---- Text section
17. INDEMNIFICATION OF THE SEOPW CRA . The Grantee agrees to indemnify, defend, protect
and hold harmless the SEOPW CRA and the City of Miami from and against all loss, costs, penalties, fines,
damages, claims, expenses (including attorney's fees) or liabilities (collectively referred to as "liabilities") for
reason of any injury to or death of any person or damage to or destruction or loss of any property arising out of,
resulting from or in connection with: (i) the performance or non-performance of the services, supplies, materials
and equipment contemplated by this Agreement or the Program, including risk of loss of artwork on display, or
otherwise stored within public premises for the duration of this Agreement or the Program, whether directly or
indirectly caused, in whole or in part, by any act, omission, default, professional errors or omissions, or negligence
(whether active or passive) of the Grantee or its employees, agents or subcontractors (collectively referred to as
"Grantee"), regardless of whether it is, or is alleged to be, caused in whole or part (whether joint, concurrent or
contributing) by any act, omission, default, breach, or negligence (whether active or passive) of the SEOPW CRA,
unless such injuries or damages are ultimately proven to be the result of grossly negligent or willful acts or
omissions on the part of the SEOPW CRA; or (ii) the failures of the Grantee to comply with any of the paragraphs
provisions herein; or (iii) the failure of the Grantee, to conform to statutes, ordinances, or other regulations or
requirements of any governmental authority, federal, state, county, or city in connection with the granting or
performance of this Agreement, or any Amendment to this Agreement. Grantee expressly agrees to indemnify and
hold harmless the SEOPW CRA, from and against all liabilities which may be asserted by an employee or former
employee of Grantee, any of subcontractors, or participants in the Program, as provided above, for which the
Grantee's liability to such employee, former employee, subcontractor, or participant would otherwise be limited to
payments under state Worker's Compensation or similar laws.
--------
---- Data listing
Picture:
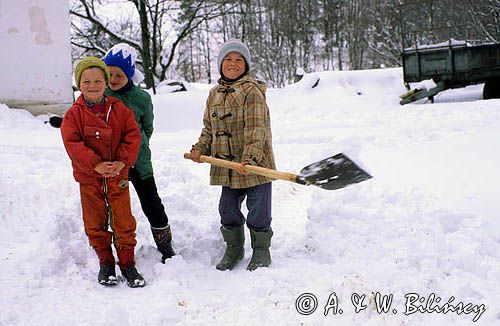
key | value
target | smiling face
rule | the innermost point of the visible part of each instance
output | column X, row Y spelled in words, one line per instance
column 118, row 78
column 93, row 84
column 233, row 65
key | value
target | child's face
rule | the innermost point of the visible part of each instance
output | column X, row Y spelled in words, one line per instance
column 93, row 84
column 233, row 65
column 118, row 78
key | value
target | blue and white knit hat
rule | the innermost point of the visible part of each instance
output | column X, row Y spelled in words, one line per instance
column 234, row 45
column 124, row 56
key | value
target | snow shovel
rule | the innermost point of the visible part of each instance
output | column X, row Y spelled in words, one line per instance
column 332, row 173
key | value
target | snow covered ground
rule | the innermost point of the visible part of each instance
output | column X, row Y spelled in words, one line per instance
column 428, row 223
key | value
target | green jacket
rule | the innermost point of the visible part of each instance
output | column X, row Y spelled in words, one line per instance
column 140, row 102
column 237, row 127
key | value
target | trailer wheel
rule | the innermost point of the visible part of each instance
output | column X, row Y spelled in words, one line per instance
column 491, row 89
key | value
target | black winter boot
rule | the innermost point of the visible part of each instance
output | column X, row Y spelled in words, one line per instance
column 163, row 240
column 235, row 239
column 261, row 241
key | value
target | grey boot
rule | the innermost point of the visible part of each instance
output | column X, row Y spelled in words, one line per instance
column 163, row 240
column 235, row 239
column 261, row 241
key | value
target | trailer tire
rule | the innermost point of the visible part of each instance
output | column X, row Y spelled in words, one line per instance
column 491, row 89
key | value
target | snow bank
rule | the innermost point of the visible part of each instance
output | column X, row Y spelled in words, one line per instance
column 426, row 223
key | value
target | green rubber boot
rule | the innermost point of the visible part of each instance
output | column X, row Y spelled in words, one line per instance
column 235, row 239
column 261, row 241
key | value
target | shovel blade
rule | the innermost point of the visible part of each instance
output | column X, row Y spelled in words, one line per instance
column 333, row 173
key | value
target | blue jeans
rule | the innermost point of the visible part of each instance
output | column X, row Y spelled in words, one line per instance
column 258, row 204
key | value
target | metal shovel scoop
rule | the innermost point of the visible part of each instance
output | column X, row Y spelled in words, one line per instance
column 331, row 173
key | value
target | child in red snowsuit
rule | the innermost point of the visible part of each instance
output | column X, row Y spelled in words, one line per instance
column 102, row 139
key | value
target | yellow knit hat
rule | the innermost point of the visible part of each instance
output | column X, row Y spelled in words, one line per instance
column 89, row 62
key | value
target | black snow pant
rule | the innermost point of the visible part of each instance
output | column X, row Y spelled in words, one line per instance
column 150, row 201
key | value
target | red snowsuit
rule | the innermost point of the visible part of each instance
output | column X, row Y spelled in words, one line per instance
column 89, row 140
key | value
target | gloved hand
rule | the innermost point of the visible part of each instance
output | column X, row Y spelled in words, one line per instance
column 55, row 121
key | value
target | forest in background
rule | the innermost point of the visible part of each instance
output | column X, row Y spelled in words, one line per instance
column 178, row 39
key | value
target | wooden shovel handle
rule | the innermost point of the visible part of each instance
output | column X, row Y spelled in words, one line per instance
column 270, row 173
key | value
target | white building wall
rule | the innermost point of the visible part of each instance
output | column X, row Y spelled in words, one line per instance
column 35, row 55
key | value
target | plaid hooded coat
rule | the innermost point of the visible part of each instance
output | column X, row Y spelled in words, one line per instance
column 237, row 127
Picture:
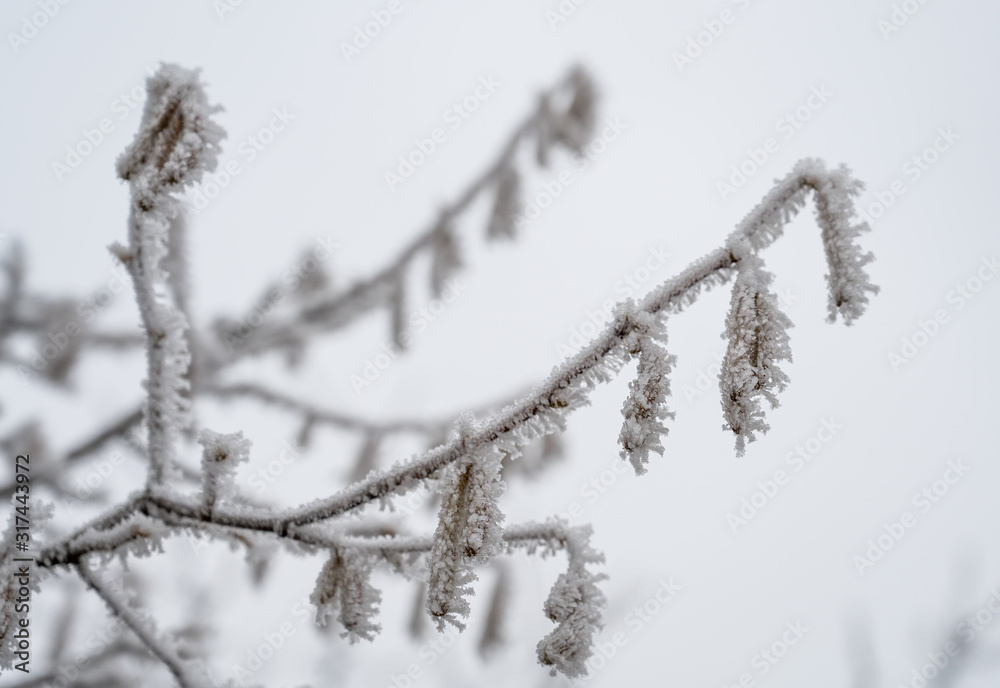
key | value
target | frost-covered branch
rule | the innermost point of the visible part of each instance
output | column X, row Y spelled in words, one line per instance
--------
Goals:
1/ List every level of governmental authority named in the indemnification clause.
2/ Under the indemnification clause, when is the Grantee not required to indemnify the SEOPW CRA for injuries or damages?
3/ Carry the indemnification clause forward from its final sentence.
The material is not needed here.

Results of the exercise:
1/ federal, state, county, city

2/ When the injuries or damages are ultimately proven to result from grossly negligent or willful acts or omissions of the SEOPW CRA.

3/
18. INSURANCE. Grantee shall, at all times during the term hereof, maintain such insurance
coverage as provided in Exhibit "D", attached hereto and incorporated herein. All such insurance, including
renewals, shall be subject to the approval of the SEOPW CRA, or the City of Miami (which approval shall not be
unreasonably withheld) for adequacy of protection and evidence of such coverage shall be furnished to the SEOPW
CRA on Certificates of Insurance indicating such insurance to be in force and effect and providing that it will not
be canceled, or materially changed during the performance of the Program under this Agreement without thirty
(30) calendar days prior written notice (or in accordance to policy provisions) to the SEOPW CRA. Completed
Certificates of Insurance shall be filed with the SEOPW CRA, to the extent practicable, prior to the performance
of Services hereunder, provided, however, that Grantee shall at any time upon request by SEOPW CRA file
duplicate copies of the policies of such insurance with the SEOPW CRA .
If, in the reasonable judgment of SEOPW CRA, prevailing conditions warrant the provision by Grantee of
additional liability insurance coverage or coverage which is different in kind, SEOPW CRA reserves the right to
require the provision by Grantee of an amount of coverage different from the amounts or kind previously required
and shall afford written notice of such change in requirements thirty (30) days prior to the date on which the
requirements shall take effect. Should Grantee fail or refuse to satisfy the requirement of changed coverage within
thirty (30) days following SEOPW CRA's written notice, this Agreement shall be considered terminated on the
date the required change in policy coverage would otherwise take effect. Upon such termination, SEOPW CRA
shall pay Grantee expenses incurred for the Program, prior to the date of termination but shall not be liable to
Grantee for any additional compensation, or for any consequential or incidental damages.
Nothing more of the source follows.